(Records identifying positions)
-*-*-
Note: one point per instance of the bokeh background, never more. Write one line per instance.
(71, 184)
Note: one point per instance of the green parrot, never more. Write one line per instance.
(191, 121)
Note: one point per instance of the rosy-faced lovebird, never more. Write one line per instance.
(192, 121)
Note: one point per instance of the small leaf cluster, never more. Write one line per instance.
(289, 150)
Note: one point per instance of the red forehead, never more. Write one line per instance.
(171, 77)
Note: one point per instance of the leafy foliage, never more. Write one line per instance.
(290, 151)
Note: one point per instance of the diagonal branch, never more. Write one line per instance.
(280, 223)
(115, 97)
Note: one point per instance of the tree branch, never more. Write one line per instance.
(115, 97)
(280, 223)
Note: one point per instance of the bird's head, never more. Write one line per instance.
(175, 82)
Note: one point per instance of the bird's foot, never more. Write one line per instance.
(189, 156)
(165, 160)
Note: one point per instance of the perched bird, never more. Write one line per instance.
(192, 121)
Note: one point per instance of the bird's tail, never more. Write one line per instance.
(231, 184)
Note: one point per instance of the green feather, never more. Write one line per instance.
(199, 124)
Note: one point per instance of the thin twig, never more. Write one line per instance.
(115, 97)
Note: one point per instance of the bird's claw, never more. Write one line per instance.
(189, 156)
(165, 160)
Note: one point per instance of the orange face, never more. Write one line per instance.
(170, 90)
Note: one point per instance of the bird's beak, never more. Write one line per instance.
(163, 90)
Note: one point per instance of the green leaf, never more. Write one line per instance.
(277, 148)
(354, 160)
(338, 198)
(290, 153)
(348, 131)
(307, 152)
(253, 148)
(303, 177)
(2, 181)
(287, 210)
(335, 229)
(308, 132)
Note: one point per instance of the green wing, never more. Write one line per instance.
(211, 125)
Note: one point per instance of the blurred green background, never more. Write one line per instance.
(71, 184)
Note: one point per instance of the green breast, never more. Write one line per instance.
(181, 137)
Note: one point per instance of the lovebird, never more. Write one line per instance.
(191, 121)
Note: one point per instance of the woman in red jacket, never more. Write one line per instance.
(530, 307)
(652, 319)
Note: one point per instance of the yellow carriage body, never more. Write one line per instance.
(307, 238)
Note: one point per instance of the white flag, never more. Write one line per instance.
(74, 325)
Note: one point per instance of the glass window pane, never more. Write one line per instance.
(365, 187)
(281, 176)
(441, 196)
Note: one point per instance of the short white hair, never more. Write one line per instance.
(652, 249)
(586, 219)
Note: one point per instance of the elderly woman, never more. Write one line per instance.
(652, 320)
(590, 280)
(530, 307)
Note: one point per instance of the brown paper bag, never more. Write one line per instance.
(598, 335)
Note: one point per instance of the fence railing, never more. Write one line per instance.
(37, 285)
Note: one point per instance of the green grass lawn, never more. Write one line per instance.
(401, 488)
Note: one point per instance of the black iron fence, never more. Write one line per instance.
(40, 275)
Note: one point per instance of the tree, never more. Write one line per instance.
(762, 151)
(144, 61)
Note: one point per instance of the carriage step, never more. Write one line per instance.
-*-*-
The exercise
Retype these lines exactly as they appear.

Result
Note: one point per instance of the bokeh background, never more. Write one line per instance.
(71, 184)
Note: one point per instance of the green parrot, never more. Write one line per instance.
(191, 121)
Note: one point per instance of the rosy-faced lovebird, never more. Write one line per instance.
(192, 121)
Note: one point per instance of the small leaf cluster, never more. Write one line per instance.
(289, 150)
Note: one point per instance of the red forehead, never more. Write one line per instance.
(171, 77)
Note: one point per instance of the leafy foliage, never more. Write one line per instance.
(290, 151)
Note: one point per instance of the diagonal branch, never more. Write one line per instance.
(280, 223)
(115, 97)
Note: one point per instance of the tree branch, never more. Write one line per instance.
(115, 97)
(280, 223)
Note: one point per instance of the bird's head, never more. Write one line per instance.
(175, 82)
Note: one point per instance of the bird's foot, never more. Write one line per instance.
(189, 156)
(165, 160)
Note: one point per instance of the perched bird, never more. Write one line per instance.
(192, 121)
Note: one point per instance of the bird's tail, never more. Write one line per instance.
(231, 184)
Note: one point per instance of the green feather, never more. Write one line per instance.
(199, 124)
Note: one point per instance of the thin twig, never more. Write one line per instance.
(115, 97)
Note: one point per instance of the bird's claw, never more. Write one line per instance.
(189, 156)
(165, 160)
Note: one point per instance of the orange face, never more. Write one line per instance.
(170, 90)
Note: one point per instance of the bird's beak, never more. Write one line per instance.
(163, 90)
Note: one point per instance of the green leaf, never more. Write one line per instance.
(277, 148)
(354, 160)
(338, 198)
(290, 153)
(348, 131)
(307, 152)
(253, 148)
(303, 177)
(2, 181)
(287, 210)
(335, 229)
(308, 132)
Note: one point per instance of the green wing, never more. Write one line per instance.
(211, 125)
Note: one point per instance of the blurred green background, never more. Write one line per instance.
(71, 184)
Note: one point per instance of the green breast, never more. Write one line per instance.
(181, 137)
Note: one point per instance of the lovebird, never more. Write one line per instance.
(191, 121)
Note: one point per instance of the woman in red jacket, never more. Write one line per instance.
(530, 307)
(652, 319)
Note: one point per instance of the yellow carriage body, never more. Write one line per instance.
(307, 238)
Note: one point per instance of the white flag, never more. Write one line per instance.
(74, 325)
Note: one point per instance of the glass window pane, never more. Write one line per instance.
(365, 187)
(281, 176)
(441, 196)
Note: one point per instance of the short white hair, never more. Write one line per instance.
(652, 249)
(586, 219)
Note: one point per instance of the elderly woman, never more. Write one line per instance.
(652, 320)
(590, 280)
(530, 307)
Note: one point per instance of the brown paper bag, never more. Write one line per instance.
(598, 335)
Note: one point per instance of the fence railing, never more. Write one line per instance.
(37, 285)
Note: one point per instance of the green grass lawn, never more. Write one line per instance.
(401, 488)
Note: one point per instance of the black iron fence, never more. Write one line per instance.
(40, 275)
Note: one point per instance of the tree, never more. Write one line per instance.
(762, 151)
(144, 61)
Note: one point per instance of the carriage step, never more. Write one line per instance.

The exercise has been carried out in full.